WHAT YOU ARE ASKED TO DO:
Reproduce word for word the lines of the entries below, from the line containing "Can you find the chrome" through the final line, both included.
___ RECORDED INFORMATION ___
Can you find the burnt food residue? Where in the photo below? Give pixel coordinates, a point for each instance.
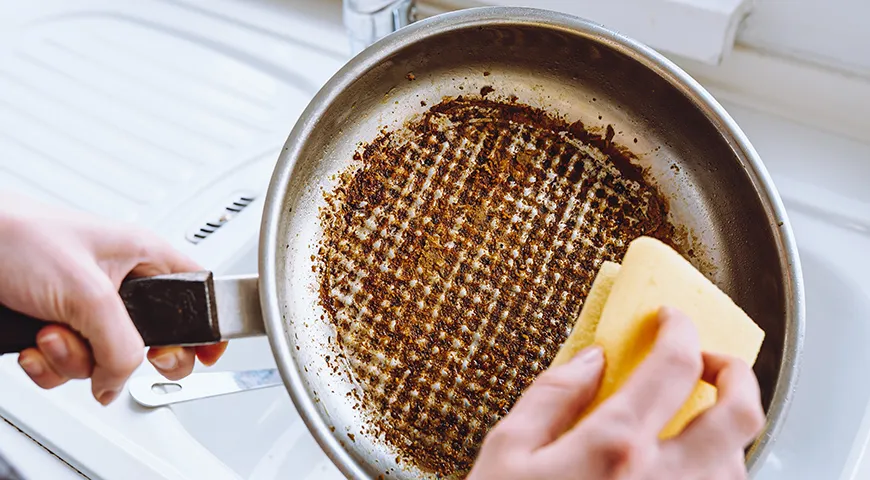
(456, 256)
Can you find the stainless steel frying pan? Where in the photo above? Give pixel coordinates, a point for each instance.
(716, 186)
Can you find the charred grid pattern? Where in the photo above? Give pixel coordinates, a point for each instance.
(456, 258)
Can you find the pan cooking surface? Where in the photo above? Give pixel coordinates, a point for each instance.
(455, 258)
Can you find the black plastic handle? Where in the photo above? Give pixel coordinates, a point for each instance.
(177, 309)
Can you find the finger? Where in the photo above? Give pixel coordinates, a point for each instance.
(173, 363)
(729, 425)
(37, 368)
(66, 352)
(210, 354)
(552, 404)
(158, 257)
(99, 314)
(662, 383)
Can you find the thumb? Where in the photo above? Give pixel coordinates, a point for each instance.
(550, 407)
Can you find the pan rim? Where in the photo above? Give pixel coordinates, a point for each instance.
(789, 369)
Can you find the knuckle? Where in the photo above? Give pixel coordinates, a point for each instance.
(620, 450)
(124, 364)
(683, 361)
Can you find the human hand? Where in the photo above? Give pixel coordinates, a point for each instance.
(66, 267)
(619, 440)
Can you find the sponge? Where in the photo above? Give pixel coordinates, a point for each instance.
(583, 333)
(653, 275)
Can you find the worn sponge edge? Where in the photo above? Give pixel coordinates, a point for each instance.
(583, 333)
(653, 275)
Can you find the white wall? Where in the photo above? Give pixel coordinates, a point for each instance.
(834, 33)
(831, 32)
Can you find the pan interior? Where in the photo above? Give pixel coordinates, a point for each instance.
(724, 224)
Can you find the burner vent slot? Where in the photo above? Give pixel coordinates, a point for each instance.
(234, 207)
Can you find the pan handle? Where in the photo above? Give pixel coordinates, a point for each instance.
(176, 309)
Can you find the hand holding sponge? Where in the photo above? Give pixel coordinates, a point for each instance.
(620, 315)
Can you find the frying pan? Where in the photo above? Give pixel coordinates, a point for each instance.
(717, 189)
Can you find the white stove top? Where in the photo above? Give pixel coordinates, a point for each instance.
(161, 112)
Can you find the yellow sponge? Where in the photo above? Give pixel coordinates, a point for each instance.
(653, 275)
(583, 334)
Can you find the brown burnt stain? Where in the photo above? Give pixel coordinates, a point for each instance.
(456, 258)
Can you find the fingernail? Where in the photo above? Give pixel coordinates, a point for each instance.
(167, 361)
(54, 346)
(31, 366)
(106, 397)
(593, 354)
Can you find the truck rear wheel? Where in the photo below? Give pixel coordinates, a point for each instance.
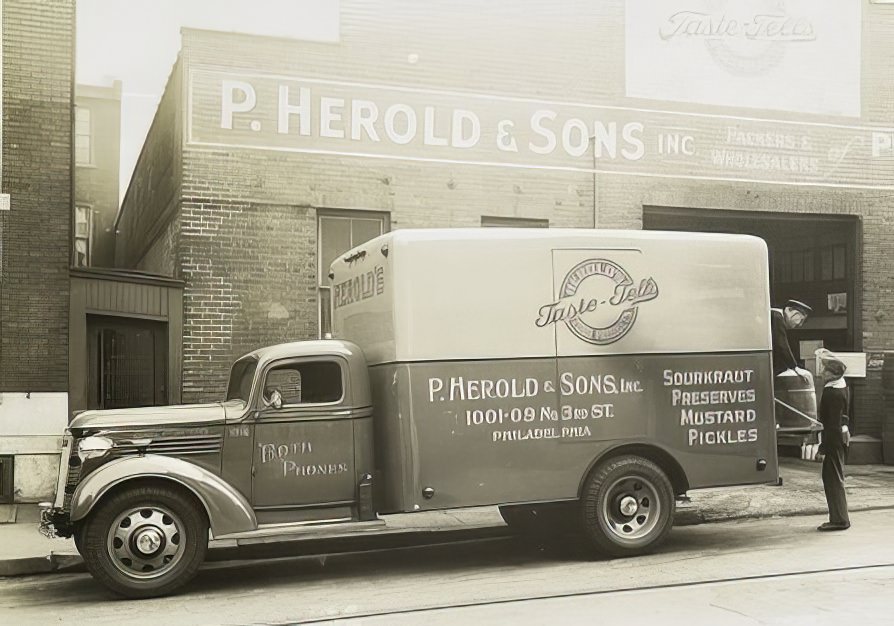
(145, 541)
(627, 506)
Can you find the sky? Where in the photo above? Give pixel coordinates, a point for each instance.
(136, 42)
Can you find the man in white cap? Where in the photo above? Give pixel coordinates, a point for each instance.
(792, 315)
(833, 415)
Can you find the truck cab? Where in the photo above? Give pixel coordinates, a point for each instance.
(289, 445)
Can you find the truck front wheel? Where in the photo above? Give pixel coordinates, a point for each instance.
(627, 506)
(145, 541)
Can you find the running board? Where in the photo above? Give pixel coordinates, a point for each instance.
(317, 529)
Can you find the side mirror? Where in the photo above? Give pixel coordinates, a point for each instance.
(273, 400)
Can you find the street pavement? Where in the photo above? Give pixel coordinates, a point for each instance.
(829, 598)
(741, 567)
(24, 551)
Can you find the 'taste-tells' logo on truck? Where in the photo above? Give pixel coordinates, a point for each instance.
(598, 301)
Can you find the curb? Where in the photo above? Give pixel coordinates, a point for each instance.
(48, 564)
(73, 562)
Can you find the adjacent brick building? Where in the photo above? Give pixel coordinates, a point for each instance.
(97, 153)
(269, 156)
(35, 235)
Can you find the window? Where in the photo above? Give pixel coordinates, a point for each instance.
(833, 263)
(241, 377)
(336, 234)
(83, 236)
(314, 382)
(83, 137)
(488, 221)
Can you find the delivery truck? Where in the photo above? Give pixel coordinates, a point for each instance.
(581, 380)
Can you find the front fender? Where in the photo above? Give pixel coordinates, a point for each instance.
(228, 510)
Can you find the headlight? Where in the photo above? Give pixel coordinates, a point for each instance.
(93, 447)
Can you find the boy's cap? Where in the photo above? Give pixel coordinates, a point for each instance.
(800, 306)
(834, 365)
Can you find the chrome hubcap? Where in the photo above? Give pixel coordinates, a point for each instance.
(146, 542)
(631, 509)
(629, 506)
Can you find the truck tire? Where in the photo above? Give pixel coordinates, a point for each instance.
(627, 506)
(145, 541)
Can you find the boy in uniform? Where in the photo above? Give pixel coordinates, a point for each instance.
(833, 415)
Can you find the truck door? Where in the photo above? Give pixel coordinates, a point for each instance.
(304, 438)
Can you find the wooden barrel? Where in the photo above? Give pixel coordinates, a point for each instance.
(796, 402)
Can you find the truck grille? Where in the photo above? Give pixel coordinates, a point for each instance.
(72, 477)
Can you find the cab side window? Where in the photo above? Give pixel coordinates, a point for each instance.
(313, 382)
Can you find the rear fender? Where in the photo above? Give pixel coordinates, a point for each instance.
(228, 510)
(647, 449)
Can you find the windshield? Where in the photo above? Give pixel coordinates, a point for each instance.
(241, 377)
___
EXERCISE RESPONSE:
Can you find the chrome hubcap? Where in the photo above? Give pixel coordinates, a point for each instance.
(146, 542)
(631, 509)
(629, 506)
Can you find the truck tire? Where in the photo above? Give pixel coordinates, a point for each instance.
(627, 506)
(145, 541)
Can you find the boy in uniform? Where in the photo above? Give pixel coordinates, a point for each instance.
(833, 415)
Can you find the truck door? Where in the photo above? Give pixel coordinates, a point for each instance.
(304, 438)
Can you find the wooden barrel? Where in the photo above? Give pixel coordinates, a point for each instance.
(796, 402)
Can you find the truck grille? Where in the photo above? Give pixel coordinates, a point for each instance.
(72, 477)
Can you find the cab side window? Where in the photo above? Give pixel coordinates, a point for each instance.
(313, 382)
Can you find the rear fender? Where in the photo above? Give pixel coordinates, a point for each instance.
(228, 510)
(647, 449)
Can you find the windshield? Where in the photo above? Give pixel coordinates, a point for each instance.
(241, 377)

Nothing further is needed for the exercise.